> **The request**: Convert every line below into a JSON array of strings, one string per line, omitting any blank lines.

★ ★ ★ ★ ★

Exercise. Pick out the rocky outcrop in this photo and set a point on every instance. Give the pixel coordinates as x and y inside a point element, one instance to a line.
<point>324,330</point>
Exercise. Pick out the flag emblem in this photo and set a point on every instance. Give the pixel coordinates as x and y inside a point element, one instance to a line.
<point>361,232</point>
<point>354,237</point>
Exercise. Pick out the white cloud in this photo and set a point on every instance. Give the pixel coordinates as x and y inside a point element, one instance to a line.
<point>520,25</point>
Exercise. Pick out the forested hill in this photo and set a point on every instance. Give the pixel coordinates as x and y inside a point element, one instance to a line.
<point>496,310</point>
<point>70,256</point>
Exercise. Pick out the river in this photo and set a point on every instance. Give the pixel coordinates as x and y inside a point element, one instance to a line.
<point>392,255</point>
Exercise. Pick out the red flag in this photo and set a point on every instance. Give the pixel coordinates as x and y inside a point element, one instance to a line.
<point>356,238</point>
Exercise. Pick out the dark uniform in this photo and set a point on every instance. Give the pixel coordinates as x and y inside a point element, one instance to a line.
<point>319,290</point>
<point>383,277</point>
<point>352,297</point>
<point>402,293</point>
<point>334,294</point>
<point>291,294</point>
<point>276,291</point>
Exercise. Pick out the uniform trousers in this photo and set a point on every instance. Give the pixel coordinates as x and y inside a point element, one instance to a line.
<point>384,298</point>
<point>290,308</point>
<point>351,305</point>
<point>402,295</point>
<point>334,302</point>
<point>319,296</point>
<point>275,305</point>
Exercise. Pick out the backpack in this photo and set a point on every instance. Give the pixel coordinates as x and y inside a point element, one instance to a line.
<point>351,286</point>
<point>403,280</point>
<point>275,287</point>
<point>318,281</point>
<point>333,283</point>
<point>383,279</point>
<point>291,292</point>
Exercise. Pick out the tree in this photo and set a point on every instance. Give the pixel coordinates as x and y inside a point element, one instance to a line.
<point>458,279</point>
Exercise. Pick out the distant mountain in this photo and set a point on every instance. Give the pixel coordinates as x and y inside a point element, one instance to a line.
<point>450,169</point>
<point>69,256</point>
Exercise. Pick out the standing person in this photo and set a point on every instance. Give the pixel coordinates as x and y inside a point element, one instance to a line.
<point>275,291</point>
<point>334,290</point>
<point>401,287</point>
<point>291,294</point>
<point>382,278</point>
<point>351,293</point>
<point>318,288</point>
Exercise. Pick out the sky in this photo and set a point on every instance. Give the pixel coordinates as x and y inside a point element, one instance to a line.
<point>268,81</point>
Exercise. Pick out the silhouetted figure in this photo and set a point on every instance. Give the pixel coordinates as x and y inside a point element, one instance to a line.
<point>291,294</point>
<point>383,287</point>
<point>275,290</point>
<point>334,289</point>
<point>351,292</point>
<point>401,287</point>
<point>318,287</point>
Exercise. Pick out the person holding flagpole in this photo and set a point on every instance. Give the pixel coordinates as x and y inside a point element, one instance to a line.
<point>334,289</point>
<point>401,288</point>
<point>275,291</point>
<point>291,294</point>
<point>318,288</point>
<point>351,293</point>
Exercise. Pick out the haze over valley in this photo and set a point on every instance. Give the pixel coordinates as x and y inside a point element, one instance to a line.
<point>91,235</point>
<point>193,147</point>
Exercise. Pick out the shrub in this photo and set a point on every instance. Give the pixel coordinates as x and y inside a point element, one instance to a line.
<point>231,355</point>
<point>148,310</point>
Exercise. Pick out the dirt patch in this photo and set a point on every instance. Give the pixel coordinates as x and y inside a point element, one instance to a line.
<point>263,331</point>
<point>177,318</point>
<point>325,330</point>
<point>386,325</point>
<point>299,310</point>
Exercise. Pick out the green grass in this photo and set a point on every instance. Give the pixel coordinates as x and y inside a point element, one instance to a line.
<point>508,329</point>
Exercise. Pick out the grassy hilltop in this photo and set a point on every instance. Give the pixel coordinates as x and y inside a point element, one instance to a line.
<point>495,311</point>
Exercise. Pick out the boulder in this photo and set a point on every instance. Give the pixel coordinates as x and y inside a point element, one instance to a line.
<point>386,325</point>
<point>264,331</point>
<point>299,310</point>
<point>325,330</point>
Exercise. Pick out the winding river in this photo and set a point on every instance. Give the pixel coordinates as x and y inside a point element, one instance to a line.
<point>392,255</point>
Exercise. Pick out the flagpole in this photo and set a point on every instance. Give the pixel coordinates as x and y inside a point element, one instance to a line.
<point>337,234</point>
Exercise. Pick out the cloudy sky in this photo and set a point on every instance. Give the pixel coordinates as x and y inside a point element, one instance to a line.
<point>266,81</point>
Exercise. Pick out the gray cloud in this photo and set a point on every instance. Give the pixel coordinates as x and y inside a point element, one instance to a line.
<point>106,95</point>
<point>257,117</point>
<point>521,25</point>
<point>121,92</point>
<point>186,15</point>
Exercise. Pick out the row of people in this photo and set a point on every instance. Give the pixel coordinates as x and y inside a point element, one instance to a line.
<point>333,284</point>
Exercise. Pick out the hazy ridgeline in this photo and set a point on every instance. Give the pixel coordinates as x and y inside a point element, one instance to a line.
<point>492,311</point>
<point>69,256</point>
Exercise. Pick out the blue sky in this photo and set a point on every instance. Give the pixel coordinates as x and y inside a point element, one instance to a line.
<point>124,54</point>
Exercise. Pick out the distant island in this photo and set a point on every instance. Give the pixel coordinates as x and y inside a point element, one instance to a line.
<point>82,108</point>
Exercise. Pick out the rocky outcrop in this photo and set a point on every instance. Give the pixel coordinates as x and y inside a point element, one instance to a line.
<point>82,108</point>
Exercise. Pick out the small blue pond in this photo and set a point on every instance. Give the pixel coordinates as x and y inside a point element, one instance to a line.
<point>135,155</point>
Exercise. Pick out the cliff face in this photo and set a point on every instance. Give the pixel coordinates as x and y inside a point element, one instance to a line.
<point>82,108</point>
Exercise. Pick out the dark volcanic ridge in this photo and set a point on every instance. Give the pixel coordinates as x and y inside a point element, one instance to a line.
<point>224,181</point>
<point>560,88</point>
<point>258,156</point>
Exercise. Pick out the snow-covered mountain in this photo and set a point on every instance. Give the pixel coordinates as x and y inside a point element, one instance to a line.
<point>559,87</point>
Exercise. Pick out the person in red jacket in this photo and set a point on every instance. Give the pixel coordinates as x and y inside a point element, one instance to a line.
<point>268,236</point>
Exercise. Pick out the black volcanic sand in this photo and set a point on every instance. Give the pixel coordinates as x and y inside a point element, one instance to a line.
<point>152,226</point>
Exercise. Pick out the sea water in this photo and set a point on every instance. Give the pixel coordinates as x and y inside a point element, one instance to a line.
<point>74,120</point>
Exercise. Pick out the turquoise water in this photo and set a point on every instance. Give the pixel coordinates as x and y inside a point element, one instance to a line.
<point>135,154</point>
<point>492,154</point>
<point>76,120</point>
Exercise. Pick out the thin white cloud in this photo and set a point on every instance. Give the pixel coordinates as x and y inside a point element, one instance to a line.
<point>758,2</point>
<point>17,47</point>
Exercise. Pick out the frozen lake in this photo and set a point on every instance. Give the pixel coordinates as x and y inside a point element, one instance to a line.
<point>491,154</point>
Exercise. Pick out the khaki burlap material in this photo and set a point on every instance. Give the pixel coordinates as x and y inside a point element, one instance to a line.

★ ★ ★ ★ ★

> **Task result**:
[
  "Exercise. Pick out the rocky outcrop in this photo and set a point on every instance. Give the pixel coordinates as x and y inside a point element, one instance to a line.",
  "<point>324,330</point>",
  "Exercise. Pick out the flag emblem in this photo and set a point on every instance. Give the pixel coordinates as x and y inside a point element, one instance to a line.",
  "<point>361,232</point>",
  "<point>354,237</point>",
  "Exercise. Pick out the white cloud in this photo and set a point on every instance. Give the pixel coordinates as x and y inside a point element, one instance to a line.",
  "<point>520,25</point>",
  "Exercise. Pick out the forested hill in this photo and set a point on every instance. Give the pixel coordinates as x and y inside a point element, one instance to a line.",
  "<point>496,310</point>",
  "<point>70,256</point>",
  "Exercise. Pick out the river in this photo and set a point on every instance. Give the pixel coordinates as x and y inside a point element, one instance to a line.",
  "<point>392,255</point>",
  "Exercise. Pick out the red flag in this photo and set a point on every instance. Give the pixel coordinates as x and y inside a point element, one instance to a line.",
  "<point>356,238</point>",
  "Exercise. Pick out the dark uniform in this photo and set a point on every instance. Give the pixel coordinates as x and y inside a point element, one instance to a line.",
  "<point>319,290</point>",
  "<point>383,277</point>",
  "<point>352,297</point>",
  "<point>402,293</point>",
  "<point>334,294</point>",
  "<point>291,294</point>",
  "<point>276,291</point>",
  "Exercise. Pick out the uniform trousers in this photo and set a point on every instance. Give the pixel coordinates as x and y inside a point element, one instance to a line.",
  "<point>384,298</point>",
  "<point>290,308</point>",
  "<point>351,305</point>",
  "<point>402,295</point>",
  "<point>334,302</point>",
  "<point>319,296</point>",
  "<point>275,305</point>",
  "Exercise. Pick out the backpack in this photo and set a point on every instance. Give the pixel coordinates as x and y inside a point element, one instance to a line.",
  "<point>351,286</point>",
  "<point>403,280</point>",
  "<point>275,287</point>",
  "<point>318,281</point>",
  "<point>333,283</point>",
  "<point>383,279</point>",
  "<point>291,292</point>",
  "Exercise. Pick out the tree in this photo and set a point on every instance. Give the pixel coordinates as x and y inside a point element, one instance to a line.",
  "<point>458,279</point>",
  "Exercise. Pick out the distant mountain in this photo and set a point on every instance. Give the pixel coordinates as x and y inside a point element, one instance to a line.",
  "<point>450,169</point>",
  "<point>69,256</point>",
  "Exercise. Pick out the standing person in this photo and set a point on every instance. Give the pixel coordinates as x and y inside a point element, one instance to a line.",
  "<point>275,291</point>",
  "<point>334,290</point>",
  "<point>401,287</point>",
  "<point>291,294</point>",
  "<point>382,278</point>",
  "<point>351,293</point>",
  "<point>318,288</point>",
  "Exercise. Pick out the sky in this photo and set a point on every instance. Give the pixel coordinates as x and y inside a point element, one instance to a line.",
  "<point>268,81</point>",
  "Exercise. Pick out the silhouetted figure in this photo and set a point on every instance. Give the pixel coordinates as x and y inside a point element, one instance to a line.",
  "<point>291,294</point>",
  "<point>383,287</point>",
  "<point>275,290</point>",
  "<point>334,289</point>",
  "<point>351,292</point>",
  "<point>401,287</point>",
  "<point>318,287</point>",
  "Exercise. Pick out the person holding flagpole in this photo and set a point on every instance. Give the pixel coordinates as x and y inside a point element, one instance to a line.",
  "<point>334,289</point>",
  "<point>401,288</point>",
  "<point>275,291</point>",
  "<point>291,294</point>",
  "<point>318,288</point>",
  "<point>351,293</point>",
  "Exercise. Pick out the haze over valley in this photo and set a point on every instance. Give the pixel coordinates as x and y inside a point element, one instance to a line.",
  "<point>91,235</point>",
  "<point>193,147</point>",
  "Exercise. Pick out the shrub in this photo and set a point on every instance. Give the pixel coordinates as x and y inside a point element, one instance to a line.",
  "<point>231,355</point>",
  "<point>148,310</point>",
  "Exercise. Pick out the dirt patch in this photo and set a point on every instance. Give the pixel coordinates as x and y inside a point element, one instance to a line.",
  "<point>263,331</point>",
  "<point>177,318</point>",
  "<point>325,330</point>",
  "<point>386,325</point>",
  "<point>299,310</point>",
  "Exercise. Pick out the green grass in this photo and set a point on every instance. Give the pixel coordinates as x and y inside a point element, one instance to a line.",
  "<point>508,329</point>",
  "Exercise. Pick out the grassy hilltop in this photo and set a point on every instance. Give the pixel coordinates as x and y inside a point element, one instance to a line.",
  "<point>495,311</point>",
  "Exercise. Pick out the boulder in this photo and set a point on every instance. Give the pixel coordinates as x and y inside a point element, one instance to a line.",
  "<point>386,325</point>",
  "<point>264,331</point>",
  "<point>299,310</point>",
  "<point>325,330</point>",
  "Exercise. Pick out the winding river in this photo and set a point on every instance. Give the pixel coordinates as x and y inside a point element, one instance to a line.",
  "<point>392,255</point>",
  "Exercise. Pick out the flagpole in this photo and set a point on every instance. Give the pixel coordinates as x and y inside a point element, one instance to a line.",
  "<point>337,234</point>",
  "Exercise. Pick out the cloudy sky in this photo and set a point on every instance. Give the pixel coordinates as x and y inside a point element, one instance to a line.",
  "<point>266,81</point>",
  "Exercise. Pick out the gray cloud in this photo and set a point on every instance. Give the pixel coordinates as x and y inside a point element, one instance to a line.",
  "<point>106,95</point>",
  "<point>257,117</point>",
  "<point>521,25</point>",
  "<point>121,92</point>",
  "<point>186,15</point>",
  "Exercise. Pick out the row of people in this photo and set a point on every instance. Give the pixel coordinates as x and y inside a point element, one instance to a line.",
  "<point>333,284</point>",
  "Exercise. Pick out the hazy ridgeline in this photo and set a point on every instance. Give the pixel coordinates as x and y inside a point element, one instance to a line.",
  "<point>492,311</point>",
  "<point>69,256</point>",
  "Exercise. Pick out the blue sky in this photo and set a point on every instance. Give the pixel coordinates as x and y inside a point element, one instance to a line.",
  "<point>124,54</point>",
  "Exercise. Pick out the distant island in this photo and set a point on every instance. Give the pixel coordinates as x and y inside a point element, one instance to a line.",
  "<point>82,108</point>",
  "Exercise. Pick out the rocky outcrop in this photo and set a point on every instance. Give the pixel coordinates as x and y inside a point element, one instance to a line.",
  "<point>82,108</point>",
  "Exercise. Pick out the small blue pond in this photo and set a point on every instance. Give the pixel coordinates as x and y inside a point element, one instance to a line.",
  "<point>135,155</point>",
  "Exercise. Pick out the cliff face in this photo and set a point on every instance. Give the pixel coordinates as x and y inside a point element, one instance to a line.",
  "<point>82,108</point>",
  "Exercise. Pick out the dark volcanic ridge in this photo and set a point on every instance. Give the pixel coordinates as x and y inside a point element, one instance to a line.",
  "<point>224,181</point>",
  "<point>560,88</point>",
  "<point>258,156</point>",
  "Exercise. Pick out the snow-covered mountain in this photo and set a point on every instance. Give the pixel coordinates as x and y inside a point element, one instance to a line.",
  "<point>559,87</point>",
  "Exercise. Pick out the person in red jacket in this photo and set a point on every instance. Give the pixel coordinates as x and y inside a point element, one instance to a line.",
  "<point>268,236</point>",
  "Exercise. Pick out the black volcanic sand in this photo and set a point on every instance. Give the pixel coordinates as x and y inside a point element, one instance to a line.",
  "<point>152,226</point>",
  "Exercise. Pick out the sea water in this photo and set a point on every instance. Give the pixel coordinates as x and y inside a point element, one instance to a line.",
  "<point>74,120</point>",
  "Exercise. Pick out the turquoise water in this photo and set a point on every instance. Give the pixel coordinates as x and y inside a point element, one instance to a line.",
  "<point>135,154</point>",
  "<point>492,154</point>",
  "<point>76,120</point>",
  "Exercise. Pick out the thin white cloud in this photo and set a point on every instance. Give the pixel coordinates as x and y inside a point element, one instance to a line.",
  "<point>758,2</point>",
  "<point>17,47</point>",
  "Exercise. Pick out the frozen lake in this photo and set a point on every instance. Give the pixel coordinates as x and y inside a point element, one instance to a line.",
  "<point>491,154</point>",
  "Exercise. Pick out the khaki burlap material in this photo and set a point on every instance. Give the pixel coordinates as x and y inside a point element, one instance to a line."
]